_Task instructions_: Report how many lines in the material below contain the word "mountain". Give only the number.

_Exercise input_:
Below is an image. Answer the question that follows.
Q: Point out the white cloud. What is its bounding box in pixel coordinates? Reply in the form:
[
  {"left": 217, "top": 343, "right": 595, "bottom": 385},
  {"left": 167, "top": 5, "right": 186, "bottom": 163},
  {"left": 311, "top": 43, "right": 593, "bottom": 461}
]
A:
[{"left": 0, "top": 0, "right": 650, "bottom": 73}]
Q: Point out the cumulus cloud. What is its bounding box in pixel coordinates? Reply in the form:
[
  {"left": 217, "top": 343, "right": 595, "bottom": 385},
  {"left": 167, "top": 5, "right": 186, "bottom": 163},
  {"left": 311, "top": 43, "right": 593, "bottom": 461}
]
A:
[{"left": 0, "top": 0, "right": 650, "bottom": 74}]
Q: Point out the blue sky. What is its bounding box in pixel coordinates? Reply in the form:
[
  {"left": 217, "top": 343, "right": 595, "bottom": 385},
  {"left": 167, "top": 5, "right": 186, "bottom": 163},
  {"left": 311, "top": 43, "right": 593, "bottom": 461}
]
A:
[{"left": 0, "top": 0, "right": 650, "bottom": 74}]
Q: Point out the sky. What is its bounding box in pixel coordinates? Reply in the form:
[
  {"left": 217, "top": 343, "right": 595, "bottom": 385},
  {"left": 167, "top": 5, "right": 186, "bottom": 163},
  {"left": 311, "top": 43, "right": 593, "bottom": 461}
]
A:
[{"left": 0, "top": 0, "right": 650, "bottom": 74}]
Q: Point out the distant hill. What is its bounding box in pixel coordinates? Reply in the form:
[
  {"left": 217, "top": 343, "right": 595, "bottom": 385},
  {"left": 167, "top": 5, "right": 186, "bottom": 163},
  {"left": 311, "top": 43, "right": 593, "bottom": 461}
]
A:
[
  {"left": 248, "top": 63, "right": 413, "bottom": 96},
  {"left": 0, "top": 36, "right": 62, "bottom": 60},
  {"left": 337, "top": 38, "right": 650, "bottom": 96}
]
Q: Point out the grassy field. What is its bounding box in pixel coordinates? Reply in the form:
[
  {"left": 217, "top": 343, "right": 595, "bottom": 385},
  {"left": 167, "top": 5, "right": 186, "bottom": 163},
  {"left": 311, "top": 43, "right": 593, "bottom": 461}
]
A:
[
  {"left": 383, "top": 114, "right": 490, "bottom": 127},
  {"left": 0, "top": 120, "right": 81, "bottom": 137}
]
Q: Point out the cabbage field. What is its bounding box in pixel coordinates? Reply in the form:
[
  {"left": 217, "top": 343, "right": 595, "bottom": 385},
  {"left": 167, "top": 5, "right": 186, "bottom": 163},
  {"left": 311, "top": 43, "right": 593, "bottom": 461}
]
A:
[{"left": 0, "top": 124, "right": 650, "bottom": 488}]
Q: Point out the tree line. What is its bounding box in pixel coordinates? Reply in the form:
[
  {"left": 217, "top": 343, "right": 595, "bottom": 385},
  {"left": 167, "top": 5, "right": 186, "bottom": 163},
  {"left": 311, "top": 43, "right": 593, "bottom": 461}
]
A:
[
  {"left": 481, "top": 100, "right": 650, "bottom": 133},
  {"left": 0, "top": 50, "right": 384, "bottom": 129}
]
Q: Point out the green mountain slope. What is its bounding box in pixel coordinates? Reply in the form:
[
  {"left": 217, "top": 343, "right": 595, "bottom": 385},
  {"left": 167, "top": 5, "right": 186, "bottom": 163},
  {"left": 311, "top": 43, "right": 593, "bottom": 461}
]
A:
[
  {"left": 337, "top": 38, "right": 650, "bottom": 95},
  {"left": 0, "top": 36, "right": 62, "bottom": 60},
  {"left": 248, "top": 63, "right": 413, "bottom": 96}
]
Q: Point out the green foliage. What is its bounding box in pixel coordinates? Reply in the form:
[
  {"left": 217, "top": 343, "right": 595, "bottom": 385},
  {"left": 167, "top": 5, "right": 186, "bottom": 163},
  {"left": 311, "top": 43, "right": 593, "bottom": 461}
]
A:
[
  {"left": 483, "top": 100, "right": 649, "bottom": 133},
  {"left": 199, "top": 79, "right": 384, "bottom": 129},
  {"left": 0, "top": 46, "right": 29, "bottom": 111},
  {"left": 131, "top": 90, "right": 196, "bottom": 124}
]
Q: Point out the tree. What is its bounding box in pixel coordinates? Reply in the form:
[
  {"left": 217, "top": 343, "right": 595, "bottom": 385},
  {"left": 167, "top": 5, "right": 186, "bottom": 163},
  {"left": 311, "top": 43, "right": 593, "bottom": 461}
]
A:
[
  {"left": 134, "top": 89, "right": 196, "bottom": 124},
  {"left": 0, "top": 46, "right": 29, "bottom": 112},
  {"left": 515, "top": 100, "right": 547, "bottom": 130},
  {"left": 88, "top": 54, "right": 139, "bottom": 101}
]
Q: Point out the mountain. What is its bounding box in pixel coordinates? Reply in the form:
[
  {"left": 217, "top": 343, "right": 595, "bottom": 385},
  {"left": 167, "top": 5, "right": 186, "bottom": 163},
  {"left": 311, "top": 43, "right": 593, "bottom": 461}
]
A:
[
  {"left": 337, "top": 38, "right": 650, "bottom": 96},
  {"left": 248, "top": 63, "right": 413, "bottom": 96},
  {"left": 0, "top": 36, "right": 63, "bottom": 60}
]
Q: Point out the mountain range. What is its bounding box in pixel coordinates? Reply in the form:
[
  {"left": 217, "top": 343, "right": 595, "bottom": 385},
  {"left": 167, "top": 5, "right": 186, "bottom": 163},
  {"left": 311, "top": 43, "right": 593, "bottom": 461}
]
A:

_Reply_: 3